─── Information shown

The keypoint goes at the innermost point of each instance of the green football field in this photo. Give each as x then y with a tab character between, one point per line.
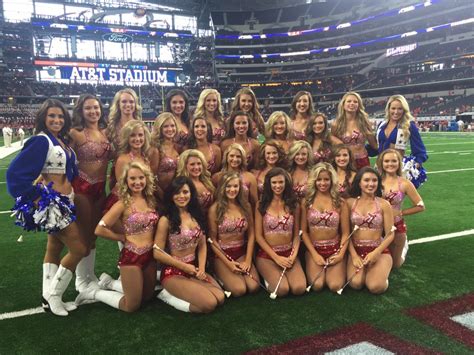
434	271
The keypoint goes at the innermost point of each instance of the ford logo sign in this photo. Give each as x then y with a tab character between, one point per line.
117	37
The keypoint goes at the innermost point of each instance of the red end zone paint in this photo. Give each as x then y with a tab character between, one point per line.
438	315
342	337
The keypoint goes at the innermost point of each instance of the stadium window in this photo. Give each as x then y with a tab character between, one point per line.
17	10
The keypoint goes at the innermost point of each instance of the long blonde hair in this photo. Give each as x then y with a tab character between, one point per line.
295	148
205	176
126	132
362	118
312	191
124	191
222	200
200	110
115	114
407	116
270	133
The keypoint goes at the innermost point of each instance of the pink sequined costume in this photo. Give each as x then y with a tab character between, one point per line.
371	221
138	223
177	241
282	225
327	220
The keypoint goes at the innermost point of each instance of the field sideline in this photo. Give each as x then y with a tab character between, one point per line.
435	271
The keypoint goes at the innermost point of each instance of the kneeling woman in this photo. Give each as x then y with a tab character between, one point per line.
136	210
369	262
277	224
231	229
323	214
182	230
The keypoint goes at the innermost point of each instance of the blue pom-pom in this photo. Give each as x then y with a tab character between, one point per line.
417	175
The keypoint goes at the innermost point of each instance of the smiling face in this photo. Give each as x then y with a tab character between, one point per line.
137	138
54	120
245	102
277	184
241	125
91	111
369	183
390	163
127	104
194	167
182	197
200	128
177	105
234	159
232	189
136	180
396	111
168	129
323	181
342	158
210	103
351	104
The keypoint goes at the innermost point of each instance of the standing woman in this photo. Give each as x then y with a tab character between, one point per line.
271	155
200	139
277	224
301	162
239	132
125	107
320	138
246	101
164	154
192	164
231	229
325	225
397	131
182	231
234	161
343	162
209	106
395	188
177	103
134	146
93	153
302	109
40	179
369	257
353	128
278	127
136	211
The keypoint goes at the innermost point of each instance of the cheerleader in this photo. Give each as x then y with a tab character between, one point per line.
192	164
200	139
231	229
209	106
369	261
39	178
234	161
397	131
343	162
353	128
136	211
302	109
278	127
177	103
395	188
277	224
301	162
93	153
239	132
325	226
320	138
182	232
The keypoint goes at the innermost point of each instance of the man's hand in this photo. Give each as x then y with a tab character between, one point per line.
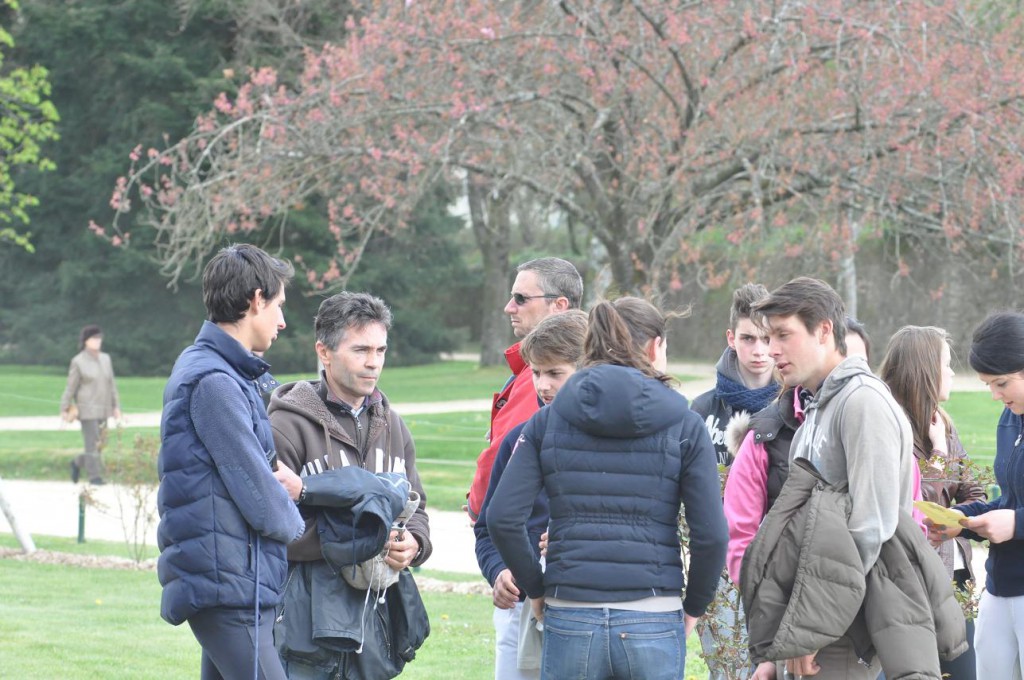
538	606
505	594
400	550
939	533
996	525
802	666
689	623
291	481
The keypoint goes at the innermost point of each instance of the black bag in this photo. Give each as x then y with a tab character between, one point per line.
398	627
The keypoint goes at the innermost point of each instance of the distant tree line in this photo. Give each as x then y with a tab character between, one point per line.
670	149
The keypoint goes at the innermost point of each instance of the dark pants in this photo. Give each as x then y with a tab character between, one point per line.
226	637
962	668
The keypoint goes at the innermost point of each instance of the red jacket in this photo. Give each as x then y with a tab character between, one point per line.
514	405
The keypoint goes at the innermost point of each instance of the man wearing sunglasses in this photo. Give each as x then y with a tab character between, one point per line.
543	287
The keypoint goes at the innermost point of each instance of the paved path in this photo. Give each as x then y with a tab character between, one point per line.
50	508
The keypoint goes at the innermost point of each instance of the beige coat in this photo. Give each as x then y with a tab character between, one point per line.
90	386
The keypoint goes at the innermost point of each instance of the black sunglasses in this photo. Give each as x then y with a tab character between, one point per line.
519	298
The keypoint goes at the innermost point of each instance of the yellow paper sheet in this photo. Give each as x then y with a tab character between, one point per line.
938	514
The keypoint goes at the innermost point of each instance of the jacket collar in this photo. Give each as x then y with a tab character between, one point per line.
514	358
248	365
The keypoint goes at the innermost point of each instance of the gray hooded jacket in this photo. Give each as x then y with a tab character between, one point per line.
855	433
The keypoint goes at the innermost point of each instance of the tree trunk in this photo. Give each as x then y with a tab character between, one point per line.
848	266
488	212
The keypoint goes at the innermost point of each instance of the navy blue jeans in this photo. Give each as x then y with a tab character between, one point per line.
612	644
228	639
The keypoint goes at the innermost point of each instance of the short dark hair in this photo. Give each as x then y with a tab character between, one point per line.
232	277
812	301
348	310
743	299
556	277
87	332
557	339
997	346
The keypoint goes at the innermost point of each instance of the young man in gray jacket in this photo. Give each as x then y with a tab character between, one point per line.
853	432
339	421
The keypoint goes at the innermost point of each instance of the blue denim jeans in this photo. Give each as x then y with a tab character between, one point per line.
612	644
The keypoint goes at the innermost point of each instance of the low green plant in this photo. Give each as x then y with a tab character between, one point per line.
134	475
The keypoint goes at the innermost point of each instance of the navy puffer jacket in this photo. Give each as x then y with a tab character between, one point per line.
216	489
616	453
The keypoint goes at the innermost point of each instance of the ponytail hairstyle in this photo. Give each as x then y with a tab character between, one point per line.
619	333
912	370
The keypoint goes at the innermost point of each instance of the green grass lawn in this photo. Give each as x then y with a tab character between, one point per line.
36	390
975	415
446	448
75	623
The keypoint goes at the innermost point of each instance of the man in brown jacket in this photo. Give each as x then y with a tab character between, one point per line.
90	396
342	420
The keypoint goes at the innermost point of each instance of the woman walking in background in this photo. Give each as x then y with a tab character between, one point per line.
616	452
916	368
91	397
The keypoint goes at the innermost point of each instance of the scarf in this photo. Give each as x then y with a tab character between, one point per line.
741	397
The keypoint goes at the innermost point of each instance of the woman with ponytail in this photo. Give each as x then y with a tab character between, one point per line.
617	453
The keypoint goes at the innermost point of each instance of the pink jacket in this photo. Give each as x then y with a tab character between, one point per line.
747	496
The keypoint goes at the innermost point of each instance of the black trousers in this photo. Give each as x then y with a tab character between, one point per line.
227	638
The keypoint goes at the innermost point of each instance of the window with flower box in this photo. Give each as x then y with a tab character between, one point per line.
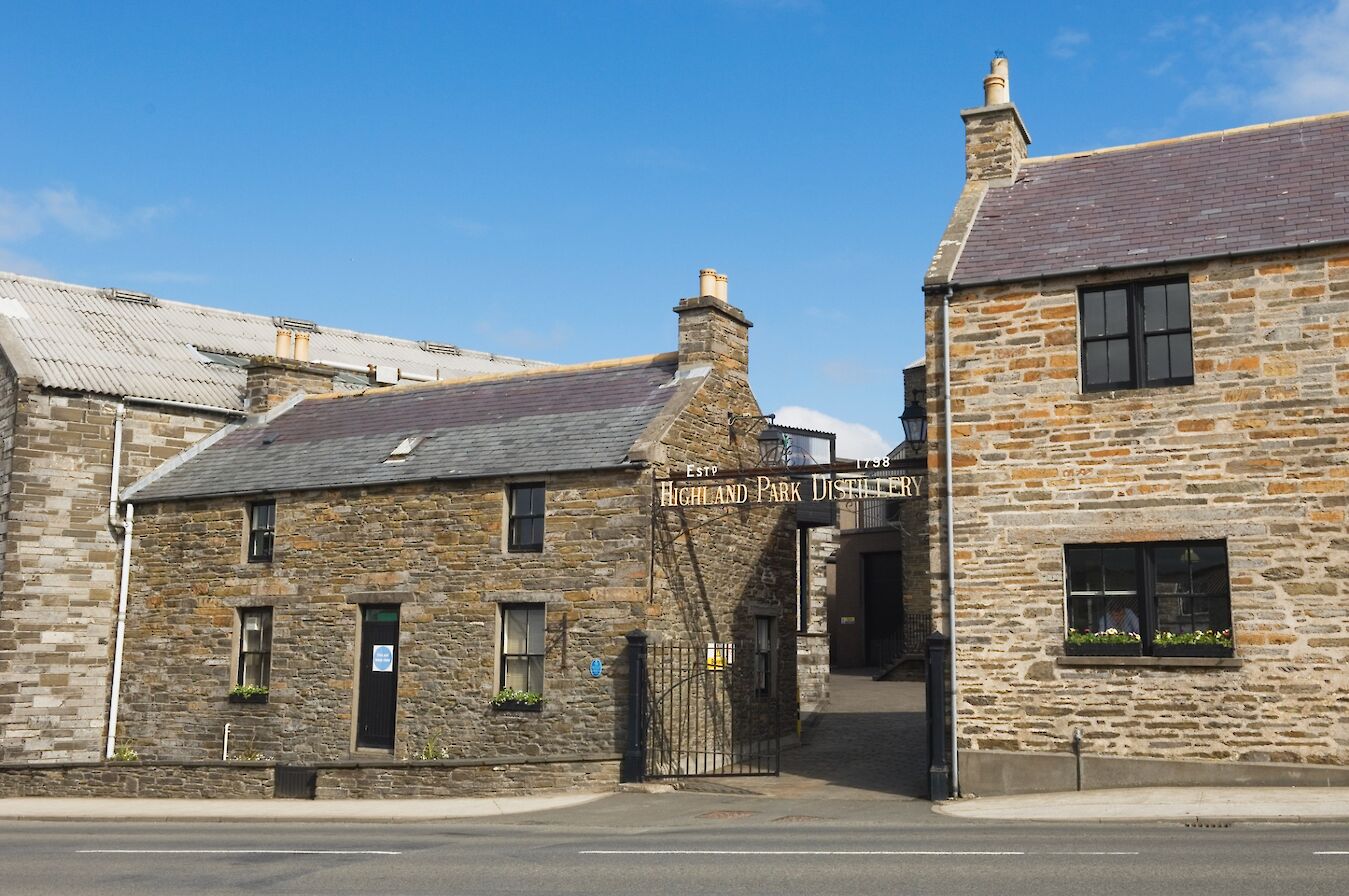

──────

Turn the lines of the listing into a numbered list, starting at the line that contains "of the scarf" and ending at the end of the listing, with both ends included and blank lines left out. Leave the pictures out of your answer.

1. The keypoint goes at the innermost point of each instance of the scarf in this photo. Give each as x then y with a tab character between, one point per line.
2. 741	397
3. The keypoint goes at the innermost point of each instance of the woman with ponytail in this photo. Give each as x then y with a tab character between, one point per line.
4. 617	453
5. The keypoint goes at the innermost point of each instance of the pink jacket in this photo. Give each as x then y with a tab character between, one point per line.
6. 747	496
7. The keypoint goes at the innermost point of each instance of the black trousers in this photo. Give each as x then y with a tab character between, one point per line.
8. 227	638
9. The keypoint goes at the innermost point of each instance of the window with flower box in this photo. Give each as x then y with a tab character between, one point per line.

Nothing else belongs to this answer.